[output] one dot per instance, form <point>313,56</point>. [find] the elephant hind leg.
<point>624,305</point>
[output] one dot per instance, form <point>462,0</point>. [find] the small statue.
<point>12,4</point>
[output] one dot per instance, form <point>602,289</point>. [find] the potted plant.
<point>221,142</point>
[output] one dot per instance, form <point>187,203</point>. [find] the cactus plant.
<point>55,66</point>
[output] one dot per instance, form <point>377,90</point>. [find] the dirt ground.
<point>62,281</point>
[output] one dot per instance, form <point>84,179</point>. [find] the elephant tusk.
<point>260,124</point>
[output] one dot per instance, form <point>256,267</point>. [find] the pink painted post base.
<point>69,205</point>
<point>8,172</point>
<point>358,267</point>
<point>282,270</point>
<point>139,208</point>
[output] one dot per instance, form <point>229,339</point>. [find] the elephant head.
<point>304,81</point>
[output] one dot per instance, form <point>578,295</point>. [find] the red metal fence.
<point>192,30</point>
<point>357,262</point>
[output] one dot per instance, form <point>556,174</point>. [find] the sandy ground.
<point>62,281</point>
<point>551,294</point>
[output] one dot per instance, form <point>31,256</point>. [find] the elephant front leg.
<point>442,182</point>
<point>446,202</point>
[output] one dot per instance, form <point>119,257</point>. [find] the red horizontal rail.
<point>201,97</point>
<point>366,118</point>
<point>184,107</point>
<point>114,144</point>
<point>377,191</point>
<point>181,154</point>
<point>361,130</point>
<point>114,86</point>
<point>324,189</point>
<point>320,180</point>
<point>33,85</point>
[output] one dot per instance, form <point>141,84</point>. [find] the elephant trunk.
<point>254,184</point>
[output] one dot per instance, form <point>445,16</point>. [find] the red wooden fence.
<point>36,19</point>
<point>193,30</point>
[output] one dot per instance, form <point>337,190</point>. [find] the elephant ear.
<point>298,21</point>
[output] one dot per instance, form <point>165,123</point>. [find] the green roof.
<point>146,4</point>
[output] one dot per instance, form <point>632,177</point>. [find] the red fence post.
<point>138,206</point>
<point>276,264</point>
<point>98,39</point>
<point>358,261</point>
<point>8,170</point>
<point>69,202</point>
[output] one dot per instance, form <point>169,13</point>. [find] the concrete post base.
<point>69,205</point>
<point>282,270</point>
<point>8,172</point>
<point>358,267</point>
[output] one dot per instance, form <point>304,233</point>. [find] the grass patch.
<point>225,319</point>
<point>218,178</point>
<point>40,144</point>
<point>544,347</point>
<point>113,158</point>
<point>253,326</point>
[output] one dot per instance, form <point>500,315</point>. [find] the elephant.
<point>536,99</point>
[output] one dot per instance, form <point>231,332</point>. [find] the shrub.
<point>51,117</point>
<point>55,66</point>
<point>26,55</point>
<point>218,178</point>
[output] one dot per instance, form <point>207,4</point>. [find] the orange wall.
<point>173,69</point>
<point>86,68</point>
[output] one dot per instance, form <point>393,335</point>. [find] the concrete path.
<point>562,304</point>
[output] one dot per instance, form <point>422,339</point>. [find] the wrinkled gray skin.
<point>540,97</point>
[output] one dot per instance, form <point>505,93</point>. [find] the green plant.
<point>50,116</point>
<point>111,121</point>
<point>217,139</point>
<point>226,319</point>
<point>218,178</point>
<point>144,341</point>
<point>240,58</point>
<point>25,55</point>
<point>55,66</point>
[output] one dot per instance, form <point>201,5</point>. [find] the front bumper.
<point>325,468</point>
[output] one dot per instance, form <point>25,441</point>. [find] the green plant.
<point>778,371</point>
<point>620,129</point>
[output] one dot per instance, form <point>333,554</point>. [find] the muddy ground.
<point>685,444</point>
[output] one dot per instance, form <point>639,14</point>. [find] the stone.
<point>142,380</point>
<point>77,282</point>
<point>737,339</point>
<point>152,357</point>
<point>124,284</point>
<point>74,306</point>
================================
» Task to complete: Give back exactly the lines from the one containing "[output] one dot per instance, form <point>25,441</point>." through the end of the material above, and nothing else.

» Answer to the problem:
[output] one dot per instance, form <point>25,441</point>. [find] the green plant.
<point>778,371</point>
<point>620,129</point>
[output] one dot per instance, form <point>333,554</point>. [find] the muddy ground.
<point>685,444</point>
[output] one dot per instance, form <point>639,14</point>. [find] the stone.
<point>142,380</point>
<point>77,282</point>
<point>737,339</point>
<point>152,357</point>
<point>124,284</point>
<point>74,306</point>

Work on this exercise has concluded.